▶ [Problem statement]: According to the excerpt on helping a child with addiction below, what share of people is estimated to relapse during the first 90 days after treatment?

▶ [Text excerpt]:
Call the American Society of Addiction Medicine (ASAM) at (301) 656-3920 (email@example.com) and ask for membership assistance. Society members can help you locate the right doctor.
Doctors can play a key role in both formal and informal interventions. They can write letters to the courts and/or treatment programs, do drug tests etc.
If you still can’t locate the right doctor, then ask your doctor to review “The Physicians Guide to Helping Patients with Alcohol Problems.” This is a good guide, regardless of the drug involved.
* Here’s a tip from a mom: “If you know you are going to have a ‘difficult’ conversation with your child (any age), take them to a restaurant or other public place.”
* If you are going to drug test your child, it is wise to find a professional company. Professionals can provide you with accurate information and answer your questions about drug testing before going to a local drug store and buying a drug-testing kit off the shelf.
* If your child has a mental illness and addiction, you will gain great insight in reading the book, “At Wit’s End” by Jeff Jay and Jerry A. Boriskin, Ph.D.
* It has been proven that the most success in creating a relapse agreement is one that has been reviewed by a professional alcohol/drug counselor.
You might find it helpful to review this Web site: http://www.tgorski.com/. The author is an expert on relapse and has excellent resources and educational material for you and other family members.
Note: It is estimated that 50 percent will relapse during the first 90 days after treatment.
* “Drugs alter thinking; Thinking controls behaviors; Behaviors determine habits; Habits determine character; Character determines destiny.” “As a result of their addiction, our addicts are incapable of having intimate, lasting relationships. It is not that they are willfully acting badly toward us, they are being driven by the disease.” — Unknown author.
* Here is information that may be of help, review the cycle of acceptance at http://www.thwink.org/sustain/glossary/CycleOfAcceptance2.gif
* “Four Quadrant Problem Solving Aid”: It works like this, (1) draw a vertical line down the middle of a page, (2) in the center of the page draw a horizontal line across the page. In the upper left quadrant you will list all anticipated positive outcomes for taking the proposed action on the issue being considered. Now, in the lower left quadrant you will list all the anticipated outcomes for “NOT” taking the proposed action on the issue being considered. In the upper right quadrant you list all the anticipated negative outcomes in taking the action. Now, in the lower right you will list all the anticipated negative consequences for “NOT” taking the action. — “Four Quadrant Problem Solving Aid,” October 2010,Counselor magazine, by Robert Proehl, CADC
* “Don’t do for them what they can do for themselves.” A common saying from counselors.
* Tell your child you love him whenever possible but the only support you can give is the support that leads to recovery.
* Accept Christ as your Lord and Savior. You may find the “Life Recovery Bible” very helpful for your child’s recovery and that of the family.
* It is best, before confronting your child about his/her substance abuse, to first visit with your spouse and come to some common agreements then visit with a alcohol/drug counselor. If you don’t do this, then a desirable outcome is less likely.
* Where your child goes to treatment is not near as important as the willingness to change.
* Please review the “Stages of Change Model” at http://bit.ly/eVKOiS. Watch the short video at the end of article first, for an overview.
* Blogs I recommend:
* Warning: when you are on various blogs written by parent(s) and you review comments made by their followers, make sure you investigate what you are reading. The majority of blogs I have read by parents, the writers appear not to be very well educated in addiction. Many do not see a counselor on a regular basis, do not attend any 12-step groups or have a sponsor. Their information is unreliable.
* How to find the comfort you need to proceed, to succeed? Read 2 Corinthians 1:3-5.

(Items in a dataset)
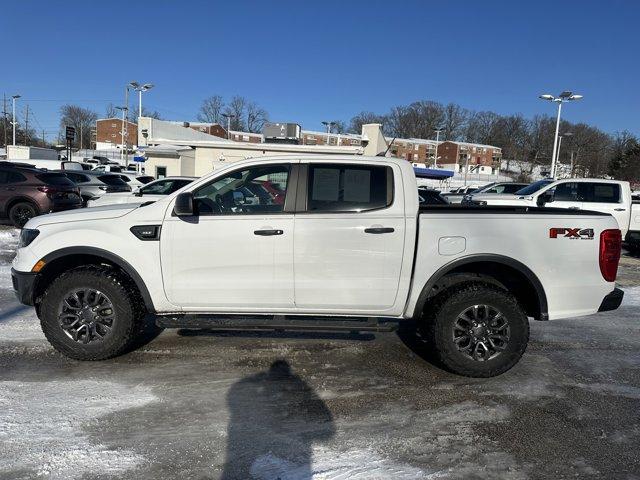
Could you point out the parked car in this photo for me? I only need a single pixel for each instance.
(26, 192)
(594, 194)
(135, 180)
(94, 184)
(152, 191)
(431, 196)
(109, 167)
(495, 189)
(456, 195)
(350, 242)
(54, 164)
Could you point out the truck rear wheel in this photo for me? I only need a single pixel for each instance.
(477, 330)
(93, 313)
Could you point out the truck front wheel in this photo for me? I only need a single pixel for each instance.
(93, 313)
(477, 330)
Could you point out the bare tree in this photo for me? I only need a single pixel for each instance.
(455, 118)
(256, 117)
(82, 119)
(211, 110)
(236, 108)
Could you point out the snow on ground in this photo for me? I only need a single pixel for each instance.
(41, 427)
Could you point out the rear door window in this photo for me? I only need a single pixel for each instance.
(349, 188)
(112, 180)
(566, 192)
(600, 192)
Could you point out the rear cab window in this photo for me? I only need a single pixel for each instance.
(600, 192)
(349, 188)
(60, 179)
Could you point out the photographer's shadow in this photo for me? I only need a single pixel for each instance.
(275, 418)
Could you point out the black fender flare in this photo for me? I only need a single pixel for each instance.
(492, 258)
(110, 257)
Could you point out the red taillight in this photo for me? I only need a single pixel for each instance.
(610, 246)
(50, 191)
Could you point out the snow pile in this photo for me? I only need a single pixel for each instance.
(332, 465)
(41, 427)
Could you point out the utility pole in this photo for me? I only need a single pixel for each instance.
(26, 126)
(4, 117)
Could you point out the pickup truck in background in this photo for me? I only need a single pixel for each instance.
(594, 194)
(338, 243)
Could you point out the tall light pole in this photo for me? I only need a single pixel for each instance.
(228, 116)
(329, 126)
(13, 113)
(140, 88)
(566, 134)
(565, 96)
(435, 161)
(125, 110)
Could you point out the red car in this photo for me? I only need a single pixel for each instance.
(26, 192)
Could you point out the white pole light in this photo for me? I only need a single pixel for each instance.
(13, 98)
(565, 96)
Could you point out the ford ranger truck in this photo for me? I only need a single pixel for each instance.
(317, 243)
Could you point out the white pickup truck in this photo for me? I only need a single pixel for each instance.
(315, 243)
(595, 194)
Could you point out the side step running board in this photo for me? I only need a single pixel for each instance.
(277, 322)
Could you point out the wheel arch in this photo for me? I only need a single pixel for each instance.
(20, 199)
(510, 274)
(67, 258)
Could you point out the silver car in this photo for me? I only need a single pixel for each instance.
(93, 184)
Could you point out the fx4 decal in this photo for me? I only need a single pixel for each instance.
(572, 233)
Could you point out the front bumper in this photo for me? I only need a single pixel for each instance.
(612, 301)
(23, 285)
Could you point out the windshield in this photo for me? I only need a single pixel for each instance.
(534, 187)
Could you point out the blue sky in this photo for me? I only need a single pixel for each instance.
(311, 61)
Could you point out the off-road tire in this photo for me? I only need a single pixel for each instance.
(437, 328)
(130, 328)
(17, 208)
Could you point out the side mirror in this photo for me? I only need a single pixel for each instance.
(544, 198)
(184, 205)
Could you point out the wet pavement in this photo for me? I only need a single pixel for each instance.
(238, 405)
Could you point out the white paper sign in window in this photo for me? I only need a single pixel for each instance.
(357, 186)
(326, 184)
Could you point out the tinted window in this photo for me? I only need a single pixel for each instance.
(534, 187)
(511, 188)
(565, 192)
(55, 179)
(249, 191)
(8, 176)
(162, 187)
(77, 177)
(112, 180)
(600, 192)
(349, 188)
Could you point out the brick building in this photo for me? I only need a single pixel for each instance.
(476, 154)
(109, 133)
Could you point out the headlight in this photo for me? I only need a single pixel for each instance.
(27, 235)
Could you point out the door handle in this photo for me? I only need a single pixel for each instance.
(379, 230)
(267, 233)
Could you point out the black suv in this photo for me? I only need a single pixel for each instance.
(26, 191)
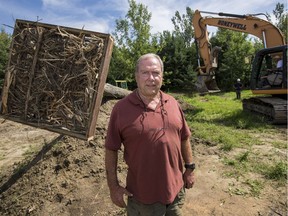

▶ [Response to the task]: 50 percent